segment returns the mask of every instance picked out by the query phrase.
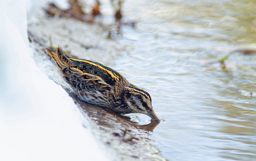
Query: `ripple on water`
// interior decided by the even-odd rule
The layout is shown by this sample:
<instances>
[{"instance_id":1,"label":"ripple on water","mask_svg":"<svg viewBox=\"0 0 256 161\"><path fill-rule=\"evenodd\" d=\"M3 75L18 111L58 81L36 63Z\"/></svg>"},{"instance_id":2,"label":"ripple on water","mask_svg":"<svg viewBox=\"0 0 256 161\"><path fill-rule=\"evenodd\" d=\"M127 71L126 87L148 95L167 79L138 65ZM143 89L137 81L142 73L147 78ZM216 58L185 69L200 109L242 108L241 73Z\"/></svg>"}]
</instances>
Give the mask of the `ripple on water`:
<instances>
[{"instance_id":1,"label":"ripple on water","mask_svg":"<svg viewBox=\"0 0 256 161\"><path fill-rule=\"evenodd\" d=\"M161 155L170 160L255 158L256 56L232 54L226 71L218 63L256 41L255 3L131 1L126 6L141 21L136 31L124 27L121 42L134 50L116 69L150 93L164 119L150 135Z\"/></svg>"}]
</instances>

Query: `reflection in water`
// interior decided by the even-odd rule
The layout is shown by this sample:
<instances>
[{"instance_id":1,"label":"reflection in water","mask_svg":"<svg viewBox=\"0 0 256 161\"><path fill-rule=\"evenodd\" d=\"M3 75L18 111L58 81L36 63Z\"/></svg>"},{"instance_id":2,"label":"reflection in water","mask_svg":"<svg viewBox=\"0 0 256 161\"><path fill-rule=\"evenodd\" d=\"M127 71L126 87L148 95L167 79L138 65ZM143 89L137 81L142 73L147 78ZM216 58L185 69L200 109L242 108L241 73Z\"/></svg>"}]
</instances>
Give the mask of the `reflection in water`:
<instances>
[{"instance_id":1,"label":"reflection in water","mask_svg":"<svg viewBox=\"0 0 256 161\"><path fill-rule=\"evenodd\" d=\"M153 132L154 129L160 123L151 119L150 123L140 125L136 122L131 121L131 118L116 113L110 109L85 103L74 94L70 94L70 95L86 114L92 119L97 120L97 123L101 126L114 128L118 123L121 124L123 128L130 128L131 126L132 126L138 129Z\"/></svg>"},{"instance_id":2,"label":"reflection in water","mask_svg":"<svg viewBox=\"0 0 256 161\"><path fill-rule=\"evenodd\" d=\"M161 155L171 160L255 160L256 56L249 47L255 48L255 2L125 6L131 19L141 21L135 31L124 27L120 41L134 50L115 69L150 93L165 120L150 136ZM223 70L219 60L230 53ZM140 118L139 123L147 123Z\"/></svg>"}]
</instances>

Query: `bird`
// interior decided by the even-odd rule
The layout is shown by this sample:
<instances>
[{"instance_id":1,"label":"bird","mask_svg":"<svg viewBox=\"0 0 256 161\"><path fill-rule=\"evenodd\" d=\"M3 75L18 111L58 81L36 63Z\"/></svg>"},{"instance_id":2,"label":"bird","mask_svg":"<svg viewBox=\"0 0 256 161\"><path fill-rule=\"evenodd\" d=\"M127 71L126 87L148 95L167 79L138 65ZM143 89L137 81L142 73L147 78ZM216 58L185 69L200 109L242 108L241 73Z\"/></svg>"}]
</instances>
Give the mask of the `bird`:
<instances>
[{"instance_id":1,"label":"bird","mask_svg":"<svg viewBox=\"0 0 256 161\"><path fill-rule=\"evenodd\" d=\"M81 100L118 114L141 113L161 121L148 93L130 84L120 73L95 61L71 57L60 45L56 52L45 49Z\"/></svg>"}]
</instances>

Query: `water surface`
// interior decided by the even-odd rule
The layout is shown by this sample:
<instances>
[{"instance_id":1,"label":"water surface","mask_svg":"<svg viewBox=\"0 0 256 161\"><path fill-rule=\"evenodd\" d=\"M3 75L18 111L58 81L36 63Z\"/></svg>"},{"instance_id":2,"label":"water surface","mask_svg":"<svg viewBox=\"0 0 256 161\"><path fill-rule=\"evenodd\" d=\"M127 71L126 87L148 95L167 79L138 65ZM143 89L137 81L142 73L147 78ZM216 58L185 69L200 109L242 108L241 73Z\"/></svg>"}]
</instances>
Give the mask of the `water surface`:
<instances>
[{"instance_id":1,"label":"water surface","mask_svg":"<svg viewBox=\"0 0 256 161\"><path fill-rule=\"evenodd\" d=\"M136 5L135 5L136 4ZM170 160L256 158L256 55L253 1L127 1L115 69L150 93L163 119L150 133ZM129 14L129 15L128 15ZM223 70L218 60L230 54ZM143 114L132 120L148 124Z\"/></svg>"}]
</instances>

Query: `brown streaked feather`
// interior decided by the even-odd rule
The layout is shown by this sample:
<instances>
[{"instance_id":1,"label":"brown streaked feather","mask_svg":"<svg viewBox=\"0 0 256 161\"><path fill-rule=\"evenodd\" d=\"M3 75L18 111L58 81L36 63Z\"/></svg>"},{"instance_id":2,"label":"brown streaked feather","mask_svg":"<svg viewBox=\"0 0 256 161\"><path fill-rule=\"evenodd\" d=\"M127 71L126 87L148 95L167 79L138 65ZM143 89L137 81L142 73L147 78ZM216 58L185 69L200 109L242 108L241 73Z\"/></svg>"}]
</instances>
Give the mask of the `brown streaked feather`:
<instances>
[{"instance_id":1,"label":"brown streaked feather","mask_svg":"<svg viewBox=\"0 0 256 161\"><path fill-rule=\"evenodd\" d=\"M159 121L149 94L132 86L116 71L97 62L67 56L60 47L56 52L46 49L81 100L118 113L145 114Z\"/></svg>"}]
</instances>

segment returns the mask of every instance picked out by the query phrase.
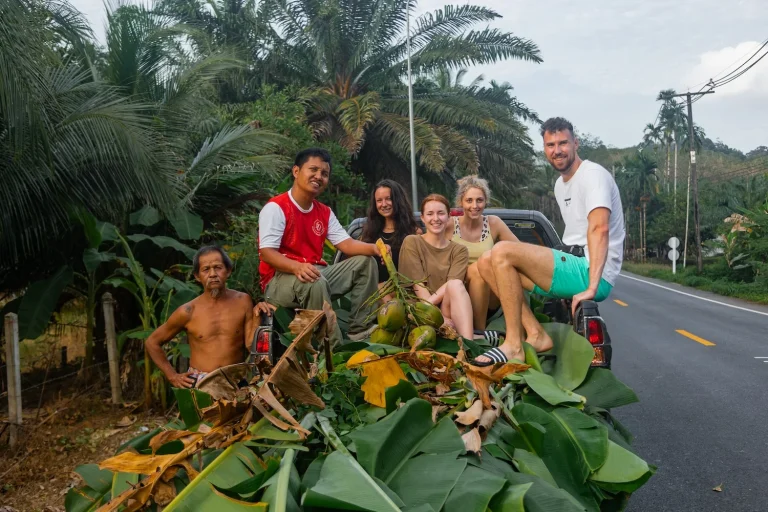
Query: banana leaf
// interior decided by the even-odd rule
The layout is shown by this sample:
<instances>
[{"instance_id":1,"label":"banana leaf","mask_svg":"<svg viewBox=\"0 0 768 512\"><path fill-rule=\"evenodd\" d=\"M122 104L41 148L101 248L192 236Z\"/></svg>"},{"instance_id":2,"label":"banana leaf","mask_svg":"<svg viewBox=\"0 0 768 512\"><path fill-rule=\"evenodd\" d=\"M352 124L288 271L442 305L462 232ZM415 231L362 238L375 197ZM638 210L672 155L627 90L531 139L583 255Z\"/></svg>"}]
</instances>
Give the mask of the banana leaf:
<instances>
[{"instance_id":1,"label":"banana leaf","mask_svg":"<svg viewBox=\"0 0 768 512\"><path fill-rule=\"evenodd\" d=\"M154 226L160 222L160 214L150 205L144 205L141 210L133 212L128 221L132 226Z\"/></svg>"},{"instance_id":2,"label":"banana leaf","mask_svg":"<svg viewBox=\"0 0 768 512\"><path fill-rule=\"evenodd\" d=\"M518 404L511 413L520 425L523 448L541 457L560 488L586 510L597 511L598 503L586 484L589 466L562 424L551 413L530 404Z\"/></svg>"},{"instance_id":3,"label":"banana leaf","mask_svg":"<svg viewBox=\"0 0 768 512\"><path fill-rule=\"evenodd\" d=\"M432 406L409 400L382 421L350 434L357 460L406 507L440 510L466 467L464 442L450 418L432 422ZM435 468L439 468L439 471Z\"/></svg>"},{"instance_id":4,"label":"banana leaf","mask_svg":"<svg viewBox=\"0 0 768 512\"><path fill-rule=\"evenodd\" d=\"M59 296L73 278L72 267L65 265L48 279L32 283L27 288L19 305L20 340L33 340L45 332Z\"/></svg>"},{"instance_id":5,"label":"banana leaf","mask_svg":"<svg viewBox=\"0 0 768 512\"><path fill-rule=\"evenodd\" d=\"M203 219L187 210L176 210L168 221L182 240L197 240L203 234Z\"/></svg>"},{"instance_id":6,"label":"banana leaf","mask_svg":"<svg viewBox=\"0 0 768 512\"><path fill-rule=\"evenodd\" d=\"M243 443L234 443L187 485L176 498L163 509L165 512L216 510L238 512L261 510L267 512L266 503L256 504L233 499L218 491L253 477L260 468L259 459ZM215 486L215 487L214 487Z\"/></svg>"},{"instance_id":7,"label":"banana leaf","mask_svg":"<svg viewBox=\"0 0 768 512\"><path fill-rule=\"evenodd\" d=\"M590 359L591 361L591 359ZM586 399L572 391L568 391L557 383L554 377L546 373L538 372L533 368L524 371L522 374L525 383L541 398L551 405L574 404L581 405Z\"/></svg>"},{"instance_id":8,"label":"banana leaf","mask_svg":"<svg viewBox=\"0 0 768 512\"><path fill-rule=\"evenodd\" d=\"M587 398L587 405L611 409L640 400L632 389L605 368L590 368L587 378L576 388L576 393Z\"/></svg>"},{"instance_id":9,"label":"banana leaf","mask_svg":"<svg viewBox=\"0 0 768 512\"><path fill-rule=\"evenodd\" d=\"M584 336L574 332L573 327L557 322L543 324L552 337L556 359L552 370L555 381L569 391L576 389L587 376L595 357L595 350Z\"/></svg>"},{"instance_id":10,"label":"banana leaf","mask_svg":"<svg viewBox=\"0 0 768 512\"><path fill-rule=\"evenodd\" d=\"M167 236L148 236L148 235L138 234L138 235L128 235L126 236L126 238L136 243L149 240L150 242L160 247L161 249L165 249L168 247L172 249L176 249L177 251L184 254L189 259L192 259L195 256L195 252L196 252L191 247L186 246L181 242L179 242L178 240L174 240L173 238L167 237Z\"/></svg>"},{"instance_id":11,"label":"banana leaf","mask_svg":"<svg viewBox=\"0 0 768 512\"><path fill-rule=\"evenodd\" d=\"M608 456L590 480L608 491L634 492L640 488L656 471L643 459L614 443L608 441Z\"/></svg>"},{"instance_id":12,"label":"banana leaf","mask_svg":"<svg viewBox=\"0 0 768 512\"><path fill-rule=\"evenodd\" d=\"M112 471L99 469L97 464L78 466L75 473L85 482L83 487L67 491L64 506L68 512L85 512L98 509L112 495Z\"/></svg>"}]
</instances>

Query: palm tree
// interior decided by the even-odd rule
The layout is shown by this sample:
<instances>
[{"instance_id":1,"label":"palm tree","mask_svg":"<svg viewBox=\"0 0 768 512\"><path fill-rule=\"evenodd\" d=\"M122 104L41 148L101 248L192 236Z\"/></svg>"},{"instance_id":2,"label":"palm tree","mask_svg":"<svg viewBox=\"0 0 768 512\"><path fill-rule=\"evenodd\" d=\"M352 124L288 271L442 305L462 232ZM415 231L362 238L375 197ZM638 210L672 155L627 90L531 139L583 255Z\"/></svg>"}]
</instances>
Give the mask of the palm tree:
<instances>
[{"instance_id":1,"label":"palm tree","mask_svg":"<svg viewBox=\"0 0 768 512\"><path fill-rule=\"evenodd\" d=\"M406 177L410 145L403 32L414 3L266 1L276 28L262 64L265 77L311 88L303 101L316 134L342 144L367 177ZM496 29L467 31L498 17L473 5L446 6L422 15L412 31L414 72L426 76L446 67L509 58L541 62L529 40ZM507 175L530 168L533 153L523 124L525 110L509 90L477 85L415 90L420 167Z\"/></svg>"},{"instance_id":2,"label":"palm tree","mask_svg":"<svg viewBox=\"0 0 768 512\"><path fill-rule=\"evenodd\" d=\"M217 87L245 65L234 51L185 49L177 43L188 27L143 6L121 6L107 19L104 76L151 105L183 194L178 208L205 215L223 204L234 207L285 167L274 155L281 137L218 115ZM192 33L198 42L204 37Z\"/></svg>"},{"instance_id":3,"label":"palm tree","mask_svg":"<svg viewBox=\"0 0 768 512\"><path fill-rule=\"evenodd\" d=\"M62 62L89 37L65 3L0 6L3 267L40 253L81 212L111 219L136 202L165 210L178 201L146 104Z\"/></svg>"}]
</instances>

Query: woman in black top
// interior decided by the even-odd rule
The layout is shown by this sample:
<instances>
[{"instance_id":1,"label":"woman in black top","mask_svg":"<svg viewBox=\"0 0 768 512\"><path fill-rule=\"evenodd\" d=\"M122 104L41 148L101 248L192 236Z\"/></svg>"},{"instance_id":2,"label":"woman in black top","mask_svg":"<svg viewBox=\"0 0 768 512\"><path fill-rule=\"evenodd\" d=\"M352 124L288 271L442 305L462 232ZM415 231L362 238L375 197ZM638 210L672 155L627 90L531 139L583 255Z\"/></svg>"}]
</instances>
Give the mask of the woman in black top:
<instances>
[{"instance_id":1,"label":"woman in black top","mask_svg":"<svg viewBox=\"0 0 768 512\"><path fill-rule=\"evenodd\" d=\"M413 208L405 190L392 180L381 180L373 189L368 218L360 239L363 242L375 243L381 238L392 248L392 260L397 267L403 239L413 234L421 234L421 229L413 217ZM380 259L376 261L379 264L381 286L389 279L389 272Z\"/></svg>"}]
</instances>

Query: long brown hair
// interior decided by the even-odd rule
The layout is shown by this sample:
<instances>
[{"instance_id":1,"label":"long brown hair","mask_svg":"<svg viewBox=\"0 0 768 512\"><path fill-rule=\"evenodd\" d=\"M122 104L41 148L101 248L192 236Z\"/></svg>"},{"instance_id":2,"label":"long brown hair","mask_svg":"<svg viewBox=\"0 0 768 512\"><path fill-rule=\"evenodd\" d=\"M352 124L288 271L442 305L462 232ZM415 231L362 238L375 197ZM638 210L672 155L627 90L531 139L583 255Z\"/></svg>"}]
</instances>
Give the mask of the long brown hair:
<instances>
[{"instance_id":1,"label":"long brown hair","mask_svg":"<svg viewBox=\"0 0 768 512\"><path fill-rule=\"evenodd\" d=\"M392 197L392 217L395 221L395 238L392 244L399 246L403 243L403 239L406 236L416 233L419 225L413 217L413 208L408 200L408 195L399 183L392 180L381 180L373 187L371 202L368 205L368 218L363 227L363 234L360 240L374 243L381 236L382 231L384 231L386 219L376 208L376 191L380 188L388 188Z\"/></svg>"}]
</instances>

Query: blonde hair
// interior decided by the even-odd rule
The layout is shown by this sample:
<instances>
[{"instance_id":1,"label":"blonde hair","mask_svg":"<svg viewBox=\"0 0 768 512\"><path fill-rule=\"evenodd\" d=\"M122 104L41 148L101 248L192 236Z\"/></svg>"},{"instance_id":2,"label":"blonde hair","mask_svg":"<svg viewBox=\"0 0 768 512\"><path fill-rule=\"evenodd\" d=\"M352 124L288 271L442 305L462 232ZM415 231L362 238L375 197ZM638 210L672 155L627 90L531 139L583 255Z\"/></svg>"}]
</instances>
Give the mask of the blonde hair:
<instances>
[{"instance_id":1,"label":"blonde hair","mask_svg":"<svg viewBox=\"0 0 768 512\"><path fill-rule=\"evenodd\" d=\"M477 174L470 174L465 176L456 182L459 185L459 189L456 191L456 207L461 207L461 200L464 199L464 194L471 188L479 188L485 195L485 203L491 202L491 189L488 187L488 181L481 178Z\"/></svg>"}]
</instances>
◆ ◆ ◆ ◆
WORK TO BE COMPLETED
Display, unaltered, each line of the records above in which the word "Give" appears.

RESPONSE TO THE EXERCISE
Give the mask of the `ripple on water`:
Give the mask of the `reflection in water`:
Give the mask of the `bird`:
Give the mask of the `water surface`:
Give the mask of the `brown streaked feather`:
Give the mask of the banana leaf:
Give the mask of the palm tree:
Give the mask of the woman in black top:
Give the mask of the long brown hair:
Give the mask of the blonde hair:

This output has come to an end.